== Source passage

Talk:Cross-validation (statistics)/Archive 1

Archive 1

Can the title figure not be in Spanish

This is an English wikipedia. Can someone find an English figure for the title figure? I also don't think the figure is that communicative. Also, the figure is for k=4, so I don't understand why there are dots between k=3 and k=4. — Preceding unsigned comment added by 128.3.19.169 (talk) 21:21, 18 July 2016 (UTC)

Inefficiency of Leave-One-Out Cross-Validation (LOOCV)

This lecture discussing (among other things) LOOCV in the context of kernel methods seems to imply that LOOCV is actually very fast to evaluate compared to other cross-validation methods, since only a term depending on a single sample needs to be recalculated. The link:

http://videolectures.net/mlss08au_smola_ksvm/ Click "Part 2", then select slide "23:40 Selecting the Kernel Width".

I'm posting here since there may be some subtleties I'm not aware of and this article has a broader context than just kernel methods. Jotaf (talk) 00:02, 13 April 2011 (UTC)

Section K-Cross-Validation

"10-fold cross-validation is commonly used" A citation and an explanation should be made here. —Preceding unsigned comment added by 128.186.232.93 (talk) 20:32, 11 April 2009 (UTC)

Out of sample testing

Finally!! I've been searching for this subject on Wikipedia for weeks, but I thought the concept was called "Out of sample testing". I'll figure out how to make that term link to this article as well. I took a really roundabout route to find this article, and others may have the same problem. capitalist 08:23, 19 October 2005 (UTC)

Section "Using a validation set" - confuses the matter

Cross validation is an alternative to a validation set, but in the section "Using a validation set" it gives the mistaken impression that using a validation set is some special way to use cross validation. Of course, there can be many levels of validation, but in exactly the same way there can be many levels of cross-validation. For example, you can have a training set to learn a model with a set of parameters, a validation set to optimize the parameters, and a test set to estimate the performance of the model learned on the learner with the optimized parameters. Just as well you can have level-1 cross-validation to learn a model and optimize parameters, and level-2 cross-validation to estimate the performance of the model with the chosen parameters. But the section confuses the matter, and I think does not add anything to the topic of article. If so, it should be removed. -Pgan002 (talk) 08:46, 30 June 2008 (UTC)

Agreed. I'm not familiar with validation sets, but if they're an important topic, they should have their own page. The material doesn't seem to belong here. --Zaqrfv (talk) 23:15, 12 August 2008 (UTC)

I think the article merely needs to explain terminology that is in use better. One common classification is by the terms "internal" and "external". In the case of external, there is indeed a separate "validation set" kept apart from the "training set". The article currently claims that "external" is out of the scope of "cross validation". It is doubtful if "validation set" is worthy of an independent article. Shyamal (talk) 12:02, 13 August 2008 (UTC)

Some really bad math notation style

Please: Wikipedia:Manual of Style really does exist.

I found the following in this article:

(n-p-1)/n<1.

Of course I changed it to this:

(n − p − 1)/n < 1

Note:

  • It is incorrect to include digits, such as 1, within these sorts of italics.
  • It is incorrect to unclude punctuation, such as these round parentheses, within these sorts of italics.

====
== Stored rows

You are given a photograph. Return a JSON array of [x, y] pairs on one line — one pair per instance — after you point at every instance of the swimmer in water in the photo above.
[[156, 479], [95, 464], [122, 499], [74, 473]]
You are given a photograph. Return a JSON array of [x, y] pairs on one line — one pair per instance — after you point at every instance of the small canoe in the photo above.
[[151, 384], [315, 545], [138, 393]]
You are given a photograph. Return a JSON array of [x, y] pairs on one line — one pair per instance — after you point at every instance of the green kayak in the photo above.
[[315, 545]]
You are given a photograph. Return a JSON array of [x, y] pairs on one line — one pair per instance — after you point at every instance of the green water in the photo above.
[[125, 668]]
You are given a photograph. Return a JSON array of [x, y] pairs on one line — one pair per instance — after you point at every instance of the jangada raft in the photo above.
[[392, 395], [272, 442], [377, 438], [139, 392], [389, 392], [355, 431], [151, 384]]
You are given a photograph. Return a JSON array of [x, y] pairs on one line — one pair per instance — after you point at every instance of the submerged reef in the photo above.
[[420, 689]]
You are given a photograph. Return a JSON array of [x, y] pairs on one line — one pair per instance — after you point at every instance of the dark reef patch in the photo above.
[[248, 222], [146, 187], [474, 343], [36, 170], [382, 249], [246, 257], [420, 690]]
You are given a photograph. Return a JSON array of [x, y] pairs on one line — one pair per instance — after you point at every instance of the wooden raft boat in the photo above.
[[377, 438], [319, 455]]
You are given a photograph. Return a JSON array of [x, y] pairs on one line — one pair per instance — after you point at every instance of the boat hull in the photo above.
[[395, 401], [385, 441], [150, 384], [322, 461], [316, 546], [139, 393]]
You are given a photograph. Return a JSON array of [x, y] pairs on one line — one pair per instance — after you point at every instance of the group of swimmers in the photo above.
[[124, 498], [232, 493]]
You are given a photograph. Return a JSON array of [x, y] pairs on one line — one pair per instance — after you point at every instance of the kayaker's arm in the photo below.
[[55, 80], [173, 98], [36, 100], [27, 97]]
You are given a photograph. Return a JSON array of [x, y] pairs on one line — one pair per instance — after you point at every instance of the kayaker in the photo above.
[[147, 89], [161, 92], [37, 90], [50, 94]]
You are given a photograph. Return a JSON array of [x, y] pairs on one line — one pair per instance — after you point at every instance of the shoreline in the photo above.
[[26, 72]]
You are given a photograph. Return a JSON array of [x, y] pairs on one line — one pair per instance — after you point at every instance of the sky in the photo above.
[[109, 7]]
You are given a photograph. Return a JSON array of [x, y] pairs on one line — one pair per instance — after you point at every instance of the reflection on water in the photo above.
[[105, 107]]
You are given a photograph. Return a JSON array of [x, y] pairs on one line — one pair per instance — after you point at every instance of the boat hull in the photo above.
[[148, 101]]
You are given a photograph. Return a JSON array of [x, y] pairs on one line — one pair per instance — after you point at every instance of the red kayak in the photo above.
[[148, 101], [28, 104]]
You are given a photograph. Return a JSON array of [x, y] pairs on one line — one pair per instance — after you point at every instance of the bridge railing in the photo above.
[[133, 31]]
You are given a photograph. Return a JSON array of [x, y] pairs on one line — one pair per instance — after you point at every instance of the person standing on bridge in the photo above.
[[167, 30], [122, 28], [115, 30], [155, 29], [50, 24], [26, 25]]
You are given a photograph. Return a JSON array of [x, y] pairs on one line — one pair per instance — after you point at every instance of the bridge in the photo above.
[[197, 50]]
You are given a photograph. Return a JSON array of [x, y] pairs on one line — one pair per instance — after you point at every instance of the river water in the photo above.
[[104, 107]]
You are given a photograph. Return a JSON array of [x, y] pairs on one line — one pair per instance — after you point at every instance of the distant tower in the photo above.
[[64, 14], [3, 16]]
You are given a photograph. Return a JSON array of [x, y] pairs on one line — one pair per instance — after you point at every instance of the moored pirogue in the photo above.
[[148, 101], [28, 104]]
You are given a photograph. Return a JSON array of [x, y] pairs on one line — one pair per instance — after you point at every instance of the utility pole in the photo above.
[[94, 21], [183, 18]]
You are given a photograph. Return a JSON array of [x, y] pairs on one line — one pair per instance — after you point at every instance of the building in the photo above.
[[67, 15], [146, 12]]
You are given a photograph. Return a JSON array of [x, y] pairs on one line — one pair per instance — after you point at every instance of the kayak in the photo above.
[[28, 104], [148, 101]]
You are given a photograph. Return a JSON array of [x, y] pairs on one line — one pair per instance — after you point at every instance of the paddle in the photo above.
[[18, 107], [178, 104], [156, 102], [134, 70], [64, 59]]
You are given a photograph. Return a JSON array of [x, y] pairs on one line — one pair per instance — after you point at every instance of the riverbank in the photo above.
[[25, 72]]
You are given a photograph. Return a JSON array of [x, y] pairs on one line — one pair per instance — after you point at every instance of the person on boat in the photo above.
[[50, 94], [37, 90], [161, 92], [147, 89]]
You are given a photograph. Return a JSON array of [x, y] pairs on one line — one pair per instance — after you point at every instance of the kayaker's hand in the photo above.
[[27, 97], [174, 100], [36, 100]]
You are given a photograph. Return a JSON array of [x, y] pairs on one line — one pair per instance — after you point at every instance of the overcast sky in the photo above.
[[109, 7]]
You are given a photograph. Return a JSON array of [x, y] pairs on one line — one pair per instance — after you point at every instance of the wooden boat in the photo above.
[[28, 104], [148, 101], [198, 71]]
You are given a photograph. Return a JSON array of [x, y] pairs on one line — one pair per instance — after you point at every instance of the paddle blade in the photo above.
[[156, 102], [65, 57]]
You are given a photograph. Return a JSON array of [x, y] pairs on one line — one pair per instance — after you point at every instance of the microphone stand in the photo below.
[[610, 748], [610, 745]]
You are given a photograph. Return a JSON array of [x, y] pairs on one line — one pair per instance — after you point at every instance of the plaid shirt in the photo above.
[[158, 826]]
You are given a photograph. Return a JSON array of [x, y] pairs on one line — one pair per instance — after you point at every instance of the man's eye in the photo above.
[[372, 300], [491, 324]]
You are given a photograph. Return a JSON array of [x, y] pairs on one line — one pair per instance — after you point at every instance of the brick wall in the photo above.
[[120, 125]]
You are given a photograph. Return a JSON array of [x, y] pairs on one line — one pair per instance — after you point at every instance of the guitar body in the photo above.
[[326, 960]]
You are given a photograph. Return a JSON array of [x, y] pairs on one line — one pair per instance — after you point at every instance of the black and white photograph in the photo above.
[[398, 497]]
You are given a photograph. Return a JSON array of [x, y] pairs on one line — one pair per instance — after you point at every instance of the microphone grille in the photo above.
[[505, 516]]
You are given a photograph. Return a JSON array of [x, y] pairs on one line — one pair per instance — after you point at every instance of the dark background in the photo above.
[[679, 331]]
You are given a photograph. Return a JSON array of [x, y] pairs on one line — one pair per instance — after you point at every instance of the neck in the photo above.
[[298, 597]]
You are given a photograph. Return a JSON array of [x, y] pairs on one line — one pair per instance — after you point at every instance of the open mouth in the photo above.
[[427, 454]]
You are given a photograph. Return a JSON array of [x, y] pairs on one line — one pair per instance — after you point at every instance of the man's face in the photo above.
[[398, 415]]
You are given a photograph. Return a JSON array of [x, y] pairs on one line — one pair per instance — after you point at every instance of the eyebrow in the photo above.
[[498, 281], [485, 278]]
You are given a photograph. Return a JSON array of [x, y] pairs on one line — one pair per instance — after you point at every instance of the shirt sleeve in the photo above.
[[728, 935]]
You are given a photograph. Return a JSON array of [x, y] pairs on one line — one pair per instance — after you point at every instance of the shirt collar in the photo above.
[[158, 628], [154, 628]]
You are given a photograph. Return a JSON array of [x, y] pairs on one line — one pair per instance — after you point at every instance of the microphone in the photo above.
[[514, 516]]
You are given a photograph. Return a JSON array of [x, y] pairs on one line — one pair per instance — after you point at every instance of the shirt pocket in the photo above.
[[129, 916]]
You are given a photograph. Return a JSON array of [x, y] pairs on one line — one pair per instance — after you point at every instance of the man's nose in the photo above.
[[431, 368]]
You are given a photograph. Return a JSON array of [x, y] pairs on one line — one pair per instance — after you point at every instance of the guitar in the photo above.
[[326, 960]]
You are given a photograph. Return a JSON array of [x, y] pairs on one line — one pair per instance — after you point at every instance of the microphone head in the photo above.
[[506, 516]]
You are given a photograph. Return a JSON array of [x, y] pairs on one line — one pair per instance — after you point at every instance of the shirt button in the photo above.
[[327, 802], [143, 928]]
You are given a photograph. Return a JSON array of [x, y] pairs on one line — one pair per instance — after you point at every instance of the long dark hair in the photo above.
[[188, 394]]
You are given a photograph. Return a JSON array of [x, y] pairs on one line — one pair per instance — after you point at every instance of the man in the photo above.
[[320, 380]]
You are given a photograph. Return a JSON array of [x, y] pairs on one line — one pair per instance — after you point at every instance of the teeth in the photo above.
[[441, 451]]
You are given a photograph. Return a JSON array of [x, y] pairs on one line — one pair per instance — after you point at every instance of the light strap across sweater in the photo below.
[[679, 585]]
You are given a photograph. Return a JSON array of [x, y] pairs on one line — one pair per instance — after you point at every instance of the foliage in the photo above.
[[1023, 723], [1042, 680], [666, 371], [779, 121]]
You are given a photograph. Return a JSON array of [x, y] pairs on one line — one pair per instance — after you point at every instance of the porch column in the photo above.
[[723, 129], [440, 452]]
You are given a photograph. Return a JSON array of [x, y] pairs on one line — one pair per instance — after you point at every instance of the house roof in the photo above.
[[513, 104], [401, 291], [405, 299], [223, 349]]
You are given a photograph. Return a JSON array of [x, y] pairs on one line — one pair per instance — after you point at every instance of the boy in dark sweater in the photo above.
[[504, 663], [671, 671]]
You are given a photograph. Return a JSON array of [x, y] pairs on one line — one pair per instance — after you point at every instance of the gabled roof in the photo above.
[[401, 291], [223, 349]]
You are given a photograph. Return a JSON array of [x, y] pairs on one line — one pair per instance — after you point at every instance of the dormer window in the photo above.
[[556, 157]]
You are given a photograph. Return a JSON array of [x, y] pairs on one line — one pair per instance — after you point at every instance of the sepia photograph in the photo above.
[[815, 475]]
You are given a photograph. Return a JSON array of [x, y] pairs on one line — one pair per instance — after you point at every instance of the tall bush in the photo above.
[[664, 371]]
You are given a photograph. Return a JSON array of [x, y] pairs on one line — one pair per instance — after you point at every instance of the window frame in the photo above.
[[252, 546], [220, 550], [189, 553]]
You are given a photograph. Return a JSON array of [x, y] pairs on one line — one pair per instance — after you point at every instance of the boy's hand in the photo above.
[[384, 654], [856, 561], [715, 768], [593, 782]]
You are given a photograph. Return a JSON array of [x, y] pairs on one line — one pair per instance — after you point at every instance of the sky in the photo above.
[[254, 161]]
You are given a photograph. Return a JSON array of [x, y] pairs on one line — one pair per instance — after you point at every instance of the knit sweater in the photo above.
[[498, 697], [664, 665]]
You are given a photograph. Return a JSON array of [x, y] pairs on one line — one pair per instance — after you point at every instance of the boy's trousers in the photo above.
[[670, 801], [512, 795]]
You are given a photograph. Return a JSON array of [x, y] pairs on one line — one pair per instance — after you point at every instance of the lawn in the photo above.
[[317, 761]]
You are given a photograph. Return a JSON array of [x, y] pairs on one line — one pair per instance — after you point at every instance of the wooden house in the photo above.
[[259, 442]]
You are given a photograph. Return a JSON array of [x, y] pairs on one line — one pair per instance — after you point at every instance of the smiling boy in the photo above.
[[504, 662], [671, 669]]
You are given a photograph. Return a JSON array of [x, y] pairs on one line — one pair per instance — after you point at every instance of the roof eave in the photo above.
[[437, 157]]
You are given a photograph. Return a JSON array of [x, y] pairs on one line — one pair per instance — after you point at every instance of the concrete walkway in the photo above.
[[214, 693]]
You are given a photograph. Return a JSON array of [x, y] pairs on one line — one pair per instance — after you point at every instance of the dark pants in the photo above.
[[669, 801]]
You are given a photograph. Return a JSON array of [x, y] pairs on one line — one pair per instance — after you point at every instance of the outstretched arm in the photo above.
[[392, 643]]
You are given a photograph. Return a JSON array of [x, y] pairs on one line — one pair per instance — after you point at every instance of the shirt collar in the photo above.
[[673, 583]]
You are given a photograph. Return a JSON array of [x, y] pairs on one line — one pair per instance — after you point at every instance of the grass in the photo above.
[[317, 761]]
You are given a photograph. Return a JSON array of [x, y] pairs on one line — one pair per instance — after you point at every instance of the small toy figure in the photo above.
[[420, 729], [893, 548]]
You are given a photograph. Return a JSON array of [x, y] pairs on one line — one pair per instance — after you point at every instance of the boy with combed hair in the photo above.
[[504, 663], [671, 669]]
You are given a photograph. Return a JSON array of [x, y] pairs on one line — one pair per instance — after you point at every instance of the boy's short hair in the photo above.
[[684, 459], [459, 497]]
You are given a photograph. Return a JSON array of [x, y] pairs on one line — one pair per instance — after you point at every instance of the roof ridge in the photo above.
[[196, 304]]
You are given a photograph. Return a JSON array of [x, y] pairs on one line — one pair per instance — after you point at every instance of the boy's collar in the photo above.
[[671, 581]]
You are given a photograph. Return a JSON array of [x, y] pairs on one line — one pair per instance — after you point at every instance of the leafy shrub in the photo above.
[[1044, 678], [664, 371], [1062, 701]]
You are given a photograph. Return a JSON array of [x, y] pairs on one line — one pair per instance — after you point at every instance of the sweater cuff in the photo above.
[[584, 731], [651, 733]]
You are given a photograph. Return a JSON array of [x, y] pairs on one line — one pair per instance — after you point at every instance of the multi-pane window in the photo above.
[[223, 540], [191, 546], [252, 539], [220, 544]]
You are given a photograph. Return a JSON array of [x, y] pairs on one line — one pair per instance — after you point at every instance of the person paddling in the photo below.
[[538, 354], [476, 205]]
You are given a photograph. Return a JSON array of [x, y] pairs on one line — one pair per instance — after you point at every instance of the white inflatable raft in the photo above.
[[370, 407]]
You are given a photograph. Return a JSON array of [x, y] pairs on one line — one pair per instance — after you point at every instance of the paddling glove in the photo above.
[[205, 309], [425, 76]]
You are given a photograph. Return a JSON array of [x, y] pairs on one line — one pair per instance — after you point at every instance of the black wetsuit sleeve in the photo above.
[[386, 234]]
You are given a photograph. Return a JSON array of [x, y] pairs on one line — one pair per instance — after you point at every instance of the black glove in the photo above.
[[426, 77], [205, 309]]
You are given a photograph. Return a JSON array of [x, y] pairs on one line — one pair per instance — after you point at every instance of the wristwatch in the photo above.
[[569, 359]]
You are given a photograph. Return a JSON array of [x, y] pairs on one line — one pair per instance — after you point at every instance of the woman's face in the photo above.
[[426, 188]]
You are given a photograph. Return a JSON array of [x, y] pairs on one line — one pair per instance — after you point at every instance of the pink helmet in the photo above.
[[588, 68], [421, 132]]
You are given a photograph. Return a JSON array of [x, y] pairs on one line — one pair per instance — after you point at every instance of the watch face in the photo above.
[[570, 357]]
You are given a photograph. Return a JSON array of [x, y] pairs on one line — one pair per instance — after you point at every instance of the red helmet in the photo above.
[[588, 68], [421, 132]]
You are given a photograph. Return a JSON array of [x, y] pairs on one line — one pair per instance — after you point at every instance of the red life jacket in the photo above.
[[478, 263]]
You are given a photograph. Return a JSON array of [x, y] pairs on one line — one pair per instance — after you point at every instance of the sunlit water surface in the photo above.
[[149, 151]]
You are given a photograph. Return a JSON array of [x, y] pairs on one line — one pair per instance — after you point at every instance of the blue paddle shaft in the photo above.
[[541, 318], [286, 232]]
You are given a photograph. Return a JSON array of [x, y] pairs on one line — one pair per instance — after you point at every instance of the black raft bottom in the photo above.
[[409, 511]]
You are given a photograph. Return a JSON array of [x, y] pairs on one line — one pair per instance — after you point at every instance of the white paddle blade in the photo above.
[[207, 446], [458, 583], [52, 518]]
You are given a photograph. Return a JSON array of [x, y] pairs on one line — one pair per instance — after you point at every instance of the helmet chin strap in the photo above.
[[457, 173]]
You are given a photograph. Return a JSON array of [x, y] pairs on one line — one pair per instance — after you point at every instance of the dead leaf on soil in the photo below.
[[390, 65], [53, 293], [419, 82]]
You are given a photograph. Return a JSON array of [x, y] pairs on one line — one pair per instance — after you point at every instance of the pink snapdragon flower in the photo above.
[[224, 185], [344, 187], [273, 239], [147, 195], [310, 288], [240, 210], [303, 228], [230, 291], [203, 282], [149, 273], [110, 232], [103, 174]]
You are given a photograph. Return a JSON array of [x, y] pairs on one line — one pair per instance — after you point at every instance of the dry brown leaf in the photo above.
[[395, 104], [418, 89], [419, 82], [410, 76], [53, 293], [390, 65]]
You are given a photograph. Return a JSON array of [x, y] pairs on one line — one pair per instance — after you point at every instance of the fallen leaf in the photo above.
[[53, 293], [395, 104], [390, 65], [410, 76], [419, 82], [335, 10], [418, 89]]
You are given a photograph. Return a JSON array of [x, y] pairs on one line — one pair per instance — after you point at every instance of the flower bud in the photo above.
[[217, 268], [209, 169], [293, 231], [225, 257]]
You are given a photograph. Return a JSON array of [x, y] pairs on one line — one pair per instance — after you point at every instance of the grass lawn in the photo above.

====

### Written task 1:
According to the cross-validation talk page, why does the linked lecture suggest that leave-one-out cross-validation is fast to evaluate? Answer in one to three sentences.
### Written task 2:
Carry on the cross-validation talk page from its last line.

### Task output 1:
In the context of kernel methods, only a term that depends on a single sample needs to be recalculated. That is why the lecture seems to imply LOOCV is very fast compared with other cross-validation methods.

### Task output 2:
  • A minus sign is not a stubby little hyphen.
  • Spacing precedes and follows the minus sign.
  • Spacing precedes and follows the "less-than" symbol.
(I've made the spaces non-breakable; i.e. they won't allow line-breaks when the browser window size and shape are altered.)

I also found a bunch of other similar things and fixed those; I'm not sure I got everything.

All this is covered in the style manual cited above. Michael Hardy (talk) 18:25, 7 March 2009 (UTC)

Comments on latest edits

I've made some major edits to this page over the last few days. If anyone has comments please leave them here.

I would like to remove the second paragraph in the introduction about testing hypotheses suggested by data, etc. This seems barely relevant. But I will hold off for a while to see if anyone objects. Skbkekas (talk) 20:01, 7 March 2009 (UTC)

The stuff in the introduction about testing hypotheses suggested by data seems OK to me. It says what cross-validation is used for and why it is important a great deal better than the first paragraph of the intro. Remember, the intro is meant to say why the topic is important. Melcombe (talk) 18:06, 10 March 2009 (UTC)

Expected value of MSE

The statement "...the expected value of the MSE for the training set is (n - p - 1) / n < 1 times the expected value of the MSE for the validation set" is incorrect. Presumably the "mild assumptions" are the usual ones: conditionally on the X's, the Y's are uncorrelated with common variance σ2. In this case, the expected value of the MSE for the training set is (n - p - 1) σ2 / n, and the expected value of the MSE for the validation set is (n + p + 1) σ2 / n.[citation needed] The ratio is therefore (n - p - 1) / (n + p + 1), which is also < 1, but more so.

The later discussion is, of course, still correct: MSE for the training set gives an optimistically biased assessment of fit, and of performance in predicting new data sets. Primrose61 (talk) 19:08, 7 April 2009 (UTC)

Thanks for pointing this out, I have fixed it. Skbkekas (talk) 00:54, 9 April 2009 (UTC)

Could somebody please support this with a reference? (Preferably something that is available online) Veastix (talk) 10:38, 23 June 2010 (UTC)

I'd much appreciate a reference too... I wonder also whether the assumptions (which I think should be stated explicitly) can really be described as "mild", and consequently whether cross-validation really "is not practically useful" for linear regression. Anecdotal I concede, but on the few occasions I've used cross-validation in anger on linear regressions, the "mild assumptions" have been violated. Lionelbuk 13:59, 26 August 2010 (UTC)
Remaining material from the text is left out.